### SUPPLIED MATERIAL:
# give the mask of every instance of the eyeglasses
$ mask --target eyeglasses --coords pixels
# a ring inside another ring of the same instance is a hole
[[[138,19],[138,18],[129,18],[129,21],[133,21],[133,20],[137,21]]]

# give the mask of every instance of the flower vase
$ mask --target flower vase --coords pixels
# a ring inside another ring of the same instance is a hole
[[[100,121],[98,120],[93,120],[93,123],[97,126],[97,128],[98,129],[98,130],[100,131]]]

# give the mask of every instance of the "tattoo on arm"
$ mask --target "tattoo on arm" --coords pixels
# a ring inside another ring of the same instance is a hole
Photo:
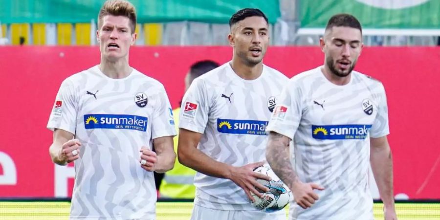
[[[289,154],[290,139],[271,132],[266,149],[266,159],[272,170],[289,187],[298,181],[298,176],[290,164]]]

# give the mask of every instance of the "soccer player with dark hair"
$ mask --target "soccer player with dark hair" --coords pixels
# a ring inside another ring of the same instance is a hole
[[[320,42],[324,65],[289,81],[267,127],[267,161],[293,194],[290,219],[373,220],[371,164],[385,219],[396,220],[385,89],[353,70],[360,23],[334,15]]]
[[[191,219],[285,220],[284,210],[264,213],[249,199],[268,190],[256,179],[269,177],[253,170],[264,163],[266,125],[287,78],[263,63],[269,27],[261,11],[241,10],[229,25],[232,60],[194,80],[180,110],[179,161],[198,172]]]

### INSTRUCTIONS TO FOLLOW:
Leave out the pictures and reproduce the rest of the listing exactly.

### RESULT:
# give the mask of every instance of the eyeglasses
$ mask --target eyeglasses --coords pixels
# a ring inside another ring of the same instance is a hole
[[[138,19],[138,18],[129,18],[129,21],[133,21],[133,20],[137,21]]]

# give the mask of every instance of the flower vase
$ mask --target flower vase --coords pixels
# a ring inside another ring of the same instance is a hole
[[[100,121],[98,120],[93,120],[93,123],[97,126],[97,128],[98,129],[98,130],[100,131]]]

# give the mask of every instance of the "tattoo on arm"
$ mask --target "tattoo on arm" --coords pixels
# a ring inside another ring of the same instance is a hole
Photo:
[[[289,154],[290,139],[271,132],[266,149],[266,159],[272,170],[289,187],[298,181],[298,176],[290,164]]]

# give the mask of every instance of the "soccer player with dark hair"
$ mask --target "soccer player with dark hair" --coords pixels
# a ring inside another ring of the same instance is a hole
[[[320,42],[324,65],[289,81],[267,127],[267,161],[293,194],[290,219],[373,220],[371,164],[385,219],[396,220],[385,89],[353,70],[360,23],[334,15]]]
[[[191,219],[285,220],[284,210],[264,213],[249,199],[268,190],[256,179],[269,177],[253,170],[264,163],[266,125],[287,78],[263,63],[269,27],[261,11],[241,10],[229,25],[232,60],[194,80],[180,110],[179,161],[198,172]]]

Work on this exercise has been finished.